Data shown:
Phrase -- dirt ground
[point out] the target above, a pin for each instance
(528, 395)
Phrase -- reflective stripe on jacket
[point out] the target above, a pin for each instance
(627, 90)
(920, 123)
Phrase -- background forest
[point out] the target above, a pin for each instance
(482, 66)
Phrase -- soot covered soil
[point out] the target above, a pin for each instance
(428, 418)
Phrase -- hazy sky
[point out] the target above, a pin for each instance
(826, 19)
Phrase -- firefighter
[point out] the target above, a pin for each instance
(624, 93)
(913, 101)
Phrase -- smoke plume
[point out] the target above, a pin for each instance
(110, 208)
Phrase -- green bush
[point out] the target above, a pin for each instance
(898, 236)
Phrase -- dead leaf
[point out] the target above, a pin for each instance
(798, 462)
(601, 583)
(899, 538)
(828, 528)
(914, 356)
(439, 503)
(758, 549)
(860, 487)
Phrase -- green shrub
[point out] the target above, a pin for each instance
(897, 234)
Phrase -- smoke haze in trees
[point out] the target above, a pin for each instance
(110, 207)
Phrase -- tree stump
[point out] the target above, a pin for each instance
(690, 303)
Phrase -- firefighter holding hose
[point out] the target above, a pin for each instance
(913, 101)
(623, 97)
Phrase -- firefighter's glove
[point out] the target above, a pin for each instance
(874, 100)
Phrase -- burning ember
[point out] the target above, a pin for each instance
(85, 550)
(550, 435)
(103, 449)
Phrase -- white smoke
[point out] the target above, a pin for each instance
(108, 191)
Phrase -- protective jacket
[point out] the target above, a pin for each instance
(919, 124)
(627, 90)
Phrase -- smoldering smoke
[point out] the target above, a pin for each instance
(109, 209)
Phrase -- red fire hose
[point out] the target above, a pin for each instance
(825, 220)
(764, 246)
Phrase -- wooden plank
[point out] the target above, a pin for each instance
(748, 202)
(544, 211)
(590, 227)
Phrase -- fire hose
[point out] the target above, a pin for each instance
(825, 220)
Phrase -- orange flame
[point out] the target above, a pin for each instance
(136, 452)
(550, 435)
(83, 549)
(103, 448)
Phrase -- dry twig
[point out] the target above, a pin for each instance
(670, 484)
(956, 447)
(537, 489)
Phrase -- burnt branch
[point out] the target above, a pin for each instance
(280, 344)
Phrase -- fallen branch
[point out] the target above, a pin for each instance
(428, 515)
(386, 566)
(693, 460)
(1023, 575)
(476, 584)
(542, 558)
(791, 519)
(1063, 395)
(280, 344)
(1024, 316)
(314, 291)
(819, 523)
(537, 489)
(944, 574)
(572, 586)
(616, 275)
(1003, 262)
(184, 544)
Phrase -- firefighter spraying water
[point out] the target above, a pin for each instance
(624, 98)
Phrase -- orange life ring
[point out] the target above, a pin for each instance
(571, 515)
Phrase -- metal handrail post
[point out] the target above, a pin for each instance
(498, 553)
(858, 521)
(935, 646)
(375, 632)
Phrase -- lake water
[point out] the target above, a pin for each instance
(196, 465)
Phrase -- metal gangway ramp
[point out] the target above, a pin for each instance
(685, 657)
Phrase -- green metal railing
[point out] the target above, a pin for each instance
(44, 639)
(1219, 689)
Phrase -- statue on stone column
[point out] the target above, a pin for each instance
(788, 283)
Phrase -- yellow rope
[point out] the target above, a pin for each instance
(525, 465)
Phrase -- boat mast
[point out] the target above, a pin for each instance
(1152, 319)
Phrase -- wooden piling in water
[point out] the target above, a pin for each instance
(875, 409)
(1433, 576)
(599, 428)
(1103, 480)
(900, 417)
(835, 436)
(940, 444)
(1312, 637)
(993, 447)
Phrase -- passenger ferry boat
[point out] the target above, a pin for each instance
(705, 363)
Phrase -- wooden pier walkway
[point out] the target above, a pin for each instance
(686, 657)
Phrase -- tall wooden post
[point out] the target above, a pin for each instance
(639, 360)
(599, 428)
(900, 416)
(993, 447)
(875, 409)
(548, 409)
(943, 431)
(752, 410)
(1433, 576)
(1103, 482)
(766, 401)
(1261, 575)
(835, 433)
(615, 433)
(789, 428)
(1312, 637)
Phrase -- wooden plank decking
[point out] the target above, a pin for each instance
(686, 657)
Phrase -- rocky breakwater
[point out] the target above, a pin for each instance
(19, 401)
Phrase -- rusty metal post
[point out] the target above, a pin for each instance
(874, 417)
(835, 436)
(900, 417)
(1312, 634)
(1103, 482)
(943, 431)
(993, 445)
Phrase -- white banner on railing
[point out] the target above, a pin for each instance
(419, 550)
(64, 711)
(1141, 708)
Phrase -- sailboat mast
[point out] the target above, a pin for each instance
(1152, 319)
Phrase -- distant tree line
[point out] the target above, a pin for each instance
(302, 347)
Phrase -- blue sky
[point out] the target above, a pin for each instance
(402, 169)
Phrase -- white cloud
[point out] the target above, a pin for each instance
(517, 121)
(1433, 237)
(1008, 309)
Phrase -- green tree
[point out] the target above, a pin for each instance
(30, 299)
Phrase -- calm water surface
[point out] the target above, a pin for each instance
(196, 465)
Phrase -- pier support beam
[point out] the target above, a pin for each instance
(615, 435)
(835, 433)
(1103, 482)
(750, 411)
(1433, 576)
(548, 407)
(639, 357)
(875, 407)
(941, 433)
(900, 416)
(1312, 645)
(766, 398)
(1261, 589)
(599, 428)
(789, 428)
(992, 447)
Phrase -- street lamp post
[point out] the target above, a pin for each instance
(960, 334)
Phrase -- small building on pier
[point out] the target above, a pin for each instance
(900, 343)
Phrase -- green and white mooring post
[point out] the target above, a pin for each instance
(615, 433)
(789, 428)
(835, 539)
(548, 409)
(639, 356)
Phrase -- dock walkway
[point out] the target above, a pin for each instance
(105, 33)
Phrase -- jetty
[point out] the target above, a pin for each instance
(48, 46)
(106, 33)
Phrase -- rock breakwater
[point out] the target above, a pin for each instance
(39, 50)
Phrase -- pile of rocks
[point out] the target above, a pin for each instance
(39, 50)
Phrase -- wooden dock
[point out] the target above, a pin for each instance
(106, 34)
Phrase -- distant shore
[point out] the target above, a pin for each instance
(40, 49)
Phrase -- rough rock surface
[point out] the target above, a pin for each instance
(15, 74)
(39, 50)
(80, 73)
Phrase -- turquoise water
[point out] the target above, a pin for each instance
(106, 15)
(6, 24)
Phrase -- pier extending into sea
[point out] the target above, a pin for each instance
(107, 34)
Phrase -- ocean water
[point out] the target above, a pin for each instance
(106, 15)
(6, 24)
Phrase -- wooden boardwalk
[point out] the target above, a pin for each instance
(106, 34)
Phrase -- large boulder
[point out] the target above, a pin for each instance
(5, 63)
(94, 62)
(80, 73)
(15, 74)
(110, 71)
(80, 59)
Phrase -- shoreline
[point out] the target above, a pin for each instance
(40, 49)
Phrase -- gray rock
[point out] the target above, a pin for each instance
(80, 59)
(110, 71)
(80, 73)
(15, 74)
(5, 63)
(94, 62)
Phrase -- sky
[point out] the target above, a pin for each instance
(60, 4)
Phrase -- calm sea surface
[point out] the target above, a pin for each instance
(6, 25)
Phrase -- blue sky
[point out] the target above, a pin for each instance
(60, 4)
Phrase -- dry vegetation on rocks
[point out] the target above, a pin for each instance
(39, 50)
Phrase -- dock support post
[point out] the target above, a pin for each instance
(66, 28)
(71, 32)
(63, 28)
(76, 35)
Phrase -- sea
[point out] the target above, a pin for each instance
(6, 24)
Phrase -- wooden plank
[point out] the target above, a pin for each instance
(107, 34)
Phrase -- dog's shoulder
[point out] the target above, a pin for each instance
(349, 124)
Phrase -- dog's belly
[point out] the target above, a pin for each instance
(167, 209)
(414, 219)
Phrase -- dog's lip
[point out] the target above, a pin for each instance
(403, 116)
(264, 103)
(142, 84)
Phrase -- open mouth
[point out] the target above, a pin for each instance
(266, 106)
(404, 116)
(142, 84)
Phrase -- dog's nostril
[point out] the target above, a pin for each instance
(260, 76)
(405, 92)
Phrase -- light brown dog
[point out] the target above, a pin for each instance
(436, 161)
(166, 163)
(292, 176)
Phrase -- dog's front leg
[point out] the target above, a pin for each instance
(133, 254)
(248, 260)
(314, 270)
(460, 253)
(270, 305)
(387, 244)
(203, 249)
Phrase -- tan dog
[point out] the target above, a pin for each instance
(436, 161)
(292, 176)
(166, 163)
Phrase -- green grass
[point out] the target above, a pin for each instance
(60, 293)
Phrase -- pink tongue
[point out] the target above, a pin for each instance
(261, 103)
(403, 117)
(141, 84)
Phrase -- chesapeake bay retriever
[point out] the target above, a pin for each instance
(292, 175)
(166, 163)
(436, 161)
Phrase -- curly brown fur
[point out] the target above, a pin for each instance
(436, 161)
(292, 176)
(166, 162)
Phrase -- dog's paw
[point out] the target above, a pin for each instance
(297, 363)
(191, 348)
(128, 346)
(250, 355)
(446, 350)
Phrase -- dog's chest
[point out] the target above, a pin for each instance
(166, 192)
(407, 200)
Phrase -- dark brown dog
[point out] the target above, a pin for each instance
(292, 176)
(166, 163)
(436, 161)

Work to do:
Write out exactly the final stretch of the records: the line containing "Phrase -- dock support post" and every line after it, through the last, and nothing else.

Task solution:
Phrase -- dock support post
[point out] the target above, a pin for each instance
(66, 28)
(71, 32)
(63, 28)
(76, 35)
Phrase -- sea
[point out] the target above, a pin for each instance
(6, 24)
Phrase -- wooden plank
[point out] the target above, a pin for each instance
(107, 34)
Phrase -- dog's shoulder
[point out] the target above, a pin for each instance
(349, 124)
Phrase -- dog's belly
[point out] the target above, a pin for each instance
(167, 209)
(414, 219)
Phrase -- dog's lip
[point out] the target above, a pin for each instance
(403, 116)
(264, 103)
(142, 84)
Phrase -- open mouth
[point out] the target above, a pin for each instance
(266, 106)
(404, 116)
(142, 84)
Phrase -- dog's nostril
[point out] the target above, a pin for each instance
(260, 76)
(405, 92)
Phrase -- light brown dog
[point out] the target above, a pin for each instance
(436, 161)
(166, 163)
(292, 176)
Phrase -- dog's front leg
[point out] the target above, a pin for each instance
(133, 254)
(248, 260)
(314, 270)
(460, 253)
(270, 305)
(387, 244)
(203, 249)
Phrase -- tan dog
[point out] the target above, a pin for each instance
(436, 161)
(292, 176)
(166, 163)
Phrase -- green grass
[point out] the target above, a pin for each instance
(60, 293)
Phrase -- pink tongue
[point out] the target above, a pin for each instance
(261, 103)
(403, 117)
(141, 84)
Phrase -- chesapeake bay retriever
[point out] the target above, a pin for each instance
(292, 175)
(166, 163)
(436, 161)
Phrase -- curly brown fur
[point out] the target above, a pin for each instance
(436, 161)
(292, 176)
(166, 162)
Phrase -- dog's paw
[point out] the target above, a pin for each instance
(297, 363)
(191, 348)
(128, 346)
(250, 355)
(446, 350)
Phrase -- dog's chest
[point out] the target above, a pin for each instance
(166, 192)
(407, 200)
Phrase -- dark brown dog
[point out] the target above, a pin for each instance
(292, 176)
(166, 163)
(436, 161)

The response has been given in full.